• EXCERPTED RECORDS:
══════

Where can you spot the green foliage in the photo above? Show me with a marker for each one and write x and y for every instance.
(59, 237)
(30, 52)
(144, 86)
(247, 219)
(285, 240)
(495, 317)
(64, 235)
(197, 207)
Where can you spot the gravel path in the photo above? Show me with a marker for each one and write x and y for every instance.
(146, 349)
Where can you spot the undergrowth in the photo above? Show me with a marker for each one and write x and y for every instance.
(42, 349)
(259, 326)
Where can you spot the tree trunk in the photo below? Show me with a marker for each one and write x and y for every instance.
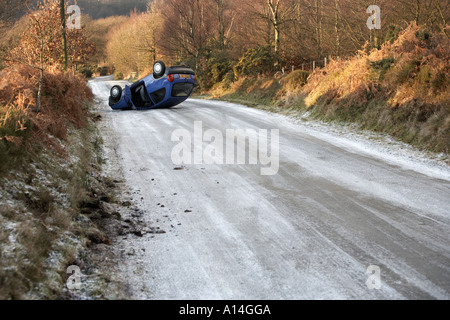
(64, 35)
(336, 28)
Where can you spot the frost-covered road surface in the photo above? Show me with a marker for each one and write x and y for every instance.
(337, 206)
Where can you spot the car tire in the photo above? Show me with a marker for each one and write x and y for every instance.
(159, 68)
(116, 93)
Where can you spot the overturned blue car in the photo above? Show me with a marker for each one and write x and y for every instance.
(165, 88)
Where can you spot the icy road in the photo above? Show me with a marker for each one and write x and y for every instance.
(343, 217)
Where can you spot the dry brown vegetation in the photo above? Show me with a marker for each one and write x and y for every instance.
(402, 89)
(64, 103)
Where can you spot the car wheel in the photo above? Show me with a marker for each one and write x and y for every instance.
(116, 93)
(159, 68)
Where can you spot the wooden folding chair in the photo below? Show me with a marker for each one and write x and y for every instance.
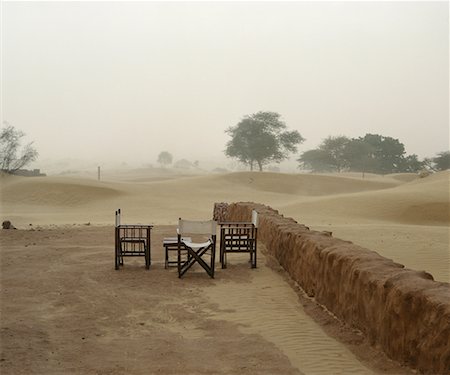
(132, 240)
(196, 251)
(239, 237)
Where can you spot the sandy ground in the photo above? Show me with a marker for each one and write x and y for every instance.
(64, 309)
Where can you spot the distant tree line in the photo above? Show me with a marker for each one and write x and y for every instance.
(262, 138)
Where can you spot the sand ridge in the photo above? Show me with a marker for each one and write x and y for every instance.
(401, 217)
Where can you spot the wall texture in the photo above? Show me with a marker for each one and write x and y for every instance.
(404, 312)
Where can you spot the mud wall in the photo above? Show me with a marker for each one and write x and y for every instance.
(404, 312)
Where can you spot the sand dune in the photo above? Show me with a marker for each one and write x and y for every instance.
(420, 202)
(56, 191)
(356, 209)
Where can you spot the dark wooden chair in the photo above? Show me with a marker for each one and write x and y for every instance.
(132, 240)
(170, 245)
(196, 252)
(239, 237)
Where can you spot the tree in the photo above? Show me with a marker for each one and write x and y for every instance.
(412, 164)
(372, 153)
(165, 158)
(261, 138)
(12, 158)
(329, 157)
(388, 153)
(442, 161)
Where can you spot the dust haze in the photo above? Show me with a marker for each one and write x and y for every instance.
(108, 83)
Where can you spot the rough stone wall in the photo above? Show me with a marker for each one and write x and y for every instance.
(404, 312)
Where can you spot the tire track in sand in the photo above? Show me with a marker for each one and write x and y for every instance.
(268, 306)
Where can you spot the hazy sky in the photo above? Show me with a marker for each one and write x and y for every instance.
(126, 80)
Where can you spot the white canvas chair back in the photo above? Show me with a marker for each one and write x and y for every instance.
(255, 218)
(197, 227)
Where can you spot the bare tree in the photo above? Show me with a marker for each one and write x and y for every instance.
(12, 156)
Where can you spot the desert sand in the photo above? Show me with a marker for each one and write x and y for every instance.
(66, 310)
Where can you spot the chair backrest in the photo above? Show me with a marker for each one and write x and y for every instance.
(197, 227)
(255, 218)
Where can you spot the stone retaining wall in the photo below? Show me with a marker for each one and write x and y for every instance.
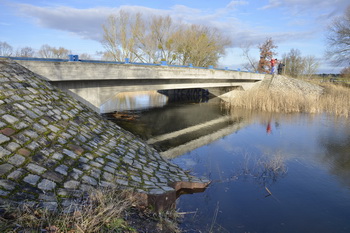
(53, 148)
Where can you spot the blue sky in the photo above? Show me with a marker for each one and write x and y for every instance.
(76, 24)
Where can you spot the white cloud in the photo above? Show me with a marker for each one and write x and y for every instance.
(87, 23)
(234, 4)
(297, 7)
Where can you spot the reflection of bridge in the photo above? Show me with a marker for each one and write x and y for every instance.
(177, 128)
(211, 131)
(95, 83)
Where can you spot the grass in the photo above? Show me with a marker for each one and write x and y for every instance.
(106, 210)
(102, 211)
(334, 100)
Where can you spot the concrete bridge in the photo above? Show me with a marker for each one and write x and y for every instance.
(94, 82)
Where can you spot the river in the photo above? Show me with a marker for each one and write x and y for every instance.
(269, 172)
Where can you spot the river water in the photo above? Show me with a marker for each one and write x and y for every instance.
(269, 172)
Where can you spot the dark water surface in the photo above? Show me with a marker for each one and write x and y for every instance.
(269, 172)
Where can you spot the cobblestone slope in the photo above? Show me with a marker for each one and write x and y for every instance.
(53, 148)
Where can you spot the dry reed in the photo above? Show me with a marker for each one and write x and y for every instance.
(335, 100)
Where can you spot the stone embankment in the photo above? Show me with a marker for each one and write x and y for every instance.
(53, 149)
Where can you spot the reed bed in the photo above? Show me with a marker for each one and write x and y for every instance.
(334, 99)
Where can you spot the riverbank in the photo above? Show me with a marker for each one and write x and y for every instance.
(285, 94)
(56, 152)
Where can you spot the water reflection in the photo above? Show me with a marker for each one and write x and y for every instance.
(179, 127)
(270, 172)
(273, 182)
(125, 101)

══════

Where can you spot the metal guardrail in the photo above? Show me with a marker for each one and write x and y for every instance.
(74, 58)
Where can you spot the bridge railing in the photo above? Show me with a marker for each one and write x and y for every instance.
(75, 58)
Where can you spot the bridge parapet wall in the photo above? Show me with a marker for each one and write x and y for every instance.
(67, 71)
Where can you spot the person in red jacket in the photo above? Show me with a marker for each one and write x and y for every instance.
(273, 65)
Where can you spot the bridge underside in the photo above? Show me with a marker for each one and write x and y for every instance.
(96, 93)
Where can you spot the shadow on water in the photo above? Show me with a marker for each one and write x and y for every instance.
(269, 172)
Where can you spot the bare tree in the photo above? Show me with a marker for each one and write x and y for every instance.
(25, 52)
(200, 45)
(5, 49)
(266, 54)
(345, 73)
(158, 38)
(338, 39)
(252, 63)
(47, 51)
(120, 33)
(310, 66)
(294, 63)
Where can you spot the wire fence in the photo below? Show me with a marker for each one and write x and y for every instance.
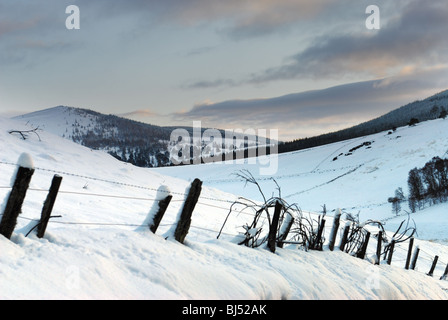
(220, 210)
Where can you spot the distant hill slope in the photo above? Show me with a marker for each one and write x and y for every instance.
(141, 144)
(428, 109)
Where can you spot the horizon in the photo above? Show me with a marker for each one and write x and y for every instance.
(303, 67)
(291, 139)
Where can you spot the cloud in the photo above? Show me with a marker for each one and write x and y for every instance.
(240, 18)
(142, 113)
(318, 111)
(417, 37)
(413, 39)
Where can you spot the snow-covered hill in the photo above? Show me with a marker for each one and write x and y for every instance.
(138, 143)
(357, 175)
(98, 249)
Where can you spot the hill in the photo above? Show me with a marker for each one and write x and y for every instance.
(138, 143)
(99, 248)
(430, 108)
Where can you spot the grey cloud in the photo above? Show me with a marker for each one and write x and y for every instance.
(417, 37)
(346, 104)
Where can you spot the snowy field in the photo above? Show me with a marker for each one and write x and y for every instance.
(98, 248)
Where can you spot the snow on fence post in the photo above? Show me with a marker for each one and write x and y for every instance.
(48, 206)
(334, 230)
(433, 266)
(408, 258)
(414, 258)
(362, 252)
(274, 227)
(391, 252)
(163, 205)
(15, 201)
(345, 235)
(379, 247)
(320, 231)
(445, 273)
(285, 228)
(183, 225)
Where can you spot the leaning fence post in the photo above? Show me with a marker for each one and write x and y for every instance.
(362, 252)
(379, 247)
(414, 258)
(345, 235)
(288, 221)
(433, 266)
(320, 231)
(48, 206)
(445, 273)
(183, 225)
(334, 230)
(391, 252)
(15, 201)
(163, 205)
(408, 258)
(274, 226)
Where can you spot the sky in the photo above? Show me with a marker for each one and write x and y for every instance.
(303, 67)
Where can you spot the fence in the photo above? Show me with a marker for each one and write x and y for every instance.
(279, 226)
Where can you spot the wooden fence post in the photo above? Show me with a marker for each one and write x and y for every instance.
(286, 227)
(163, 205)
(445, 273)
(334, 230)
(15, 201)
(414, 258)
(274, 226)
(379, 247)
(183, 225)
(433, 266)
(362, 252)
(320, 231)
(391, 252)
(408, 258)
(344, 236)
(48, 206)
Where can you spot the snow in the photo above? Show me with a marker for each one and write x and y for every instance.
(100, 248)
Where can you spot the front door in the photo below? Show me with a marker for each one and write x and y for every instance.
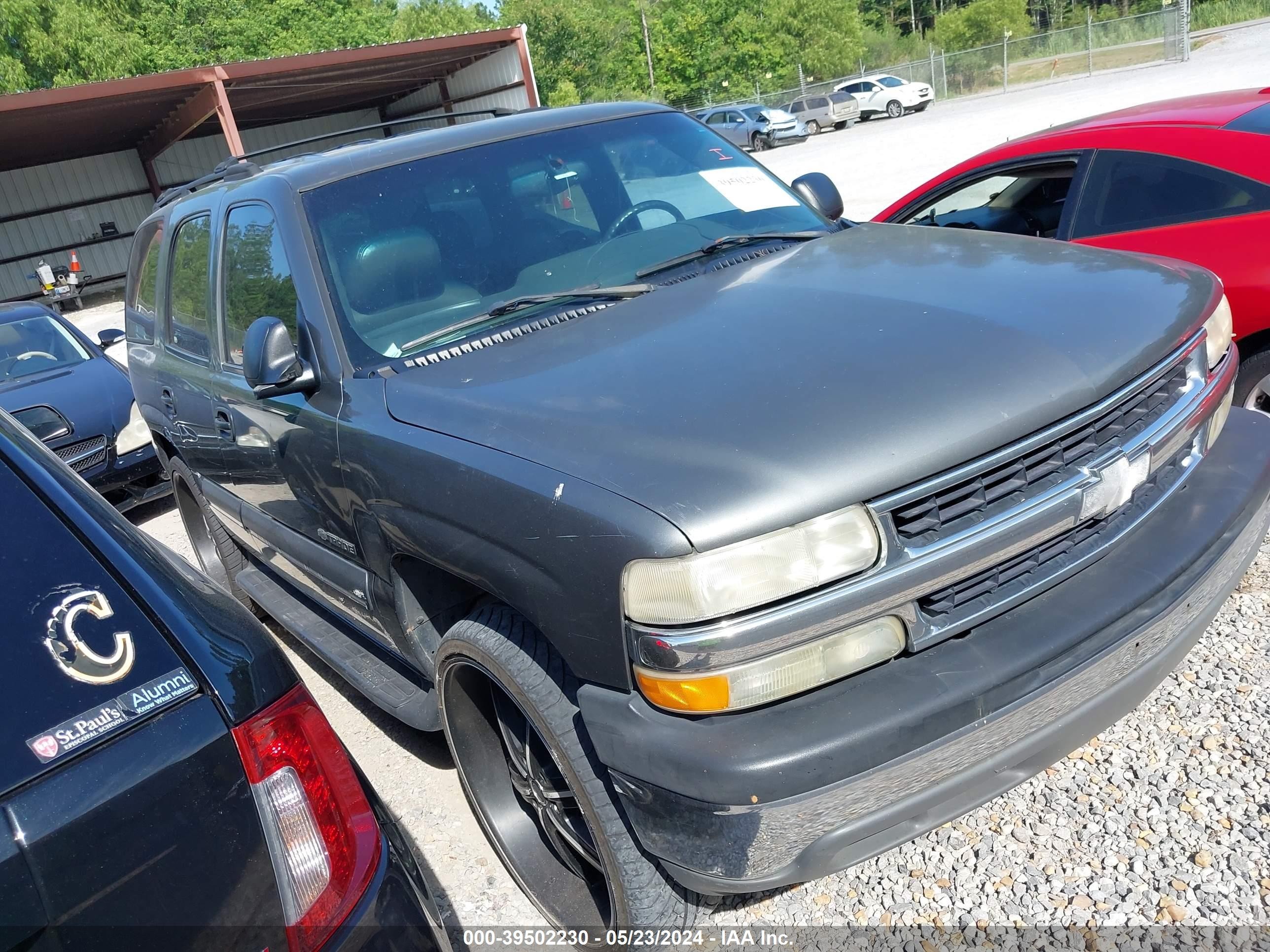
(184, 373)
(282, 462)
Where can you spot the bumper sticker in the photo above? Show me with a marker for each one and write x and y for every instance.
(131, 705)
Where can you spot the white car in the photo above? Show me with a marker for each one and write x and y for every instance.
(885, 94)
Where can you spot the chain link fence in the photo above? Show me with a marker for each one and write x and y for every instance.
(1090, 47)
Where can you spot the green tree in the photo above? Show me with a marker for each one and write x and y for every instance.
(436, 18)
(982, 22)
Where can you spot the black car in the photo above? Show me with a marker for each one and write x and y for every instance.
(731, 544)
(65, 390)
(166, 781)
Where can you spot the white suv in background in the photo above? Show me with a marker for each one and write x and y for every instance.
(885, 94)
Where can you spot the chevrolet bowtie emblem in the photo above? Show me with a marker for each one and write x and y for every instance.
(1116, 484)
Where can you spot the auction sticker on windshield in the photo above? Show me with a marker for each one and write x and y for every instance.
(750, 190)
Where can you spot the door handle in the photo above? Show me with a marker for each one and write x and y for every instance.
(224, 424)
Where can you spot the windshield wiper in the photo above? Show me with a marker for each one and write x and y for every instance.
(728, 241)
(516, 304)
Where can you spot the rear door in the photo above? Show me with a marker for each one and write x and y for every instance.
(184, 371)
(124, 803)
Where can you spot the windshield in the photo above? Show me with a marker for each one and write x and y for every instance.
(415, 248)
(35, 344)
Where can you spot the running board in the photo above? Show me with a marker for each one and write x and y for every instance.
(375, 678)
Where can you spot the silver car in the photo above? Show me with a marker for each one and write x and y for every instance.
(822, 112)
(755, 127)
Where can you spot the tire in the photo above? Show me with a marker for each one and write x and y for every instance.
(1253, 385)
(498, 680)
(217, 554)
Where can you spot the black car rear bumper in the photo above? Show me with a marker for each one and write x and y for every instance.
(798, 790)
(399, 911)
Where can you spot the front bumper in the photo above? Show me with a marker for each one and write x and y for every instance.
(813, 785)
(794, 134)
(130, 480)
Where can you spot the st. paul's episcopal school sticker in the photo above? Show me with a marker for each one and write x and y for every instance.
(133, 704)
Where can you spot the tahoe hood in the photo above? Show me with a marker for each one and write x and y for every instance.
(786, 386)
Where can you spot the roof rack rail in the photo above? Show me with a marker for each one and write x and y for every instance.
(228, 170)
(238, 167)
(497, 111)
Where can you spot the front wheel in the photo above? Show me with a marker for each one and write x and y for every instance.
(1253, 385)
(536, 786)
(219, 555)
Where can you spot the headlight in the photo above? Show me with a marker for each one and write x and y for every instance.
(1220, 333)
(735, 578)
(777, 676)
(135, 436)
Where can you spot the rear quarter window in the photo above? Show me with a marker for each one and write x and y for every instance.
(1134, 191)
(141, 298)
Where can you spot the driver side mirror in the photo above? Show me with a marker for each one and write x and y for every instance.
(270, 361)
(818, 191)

══════

• STATED PROBLEM:
Return each line of the items above that contains the word "road". Copy the lines in their original order.

• OUTPUT OF THE TASK:
Where can you spot the frost-covered road surface in the photo above? Show me with a marker for each one and write x and y for every instance.
Where can you spot the icy road in the photo above? Show me with a marker for each one and write x and y for every instance.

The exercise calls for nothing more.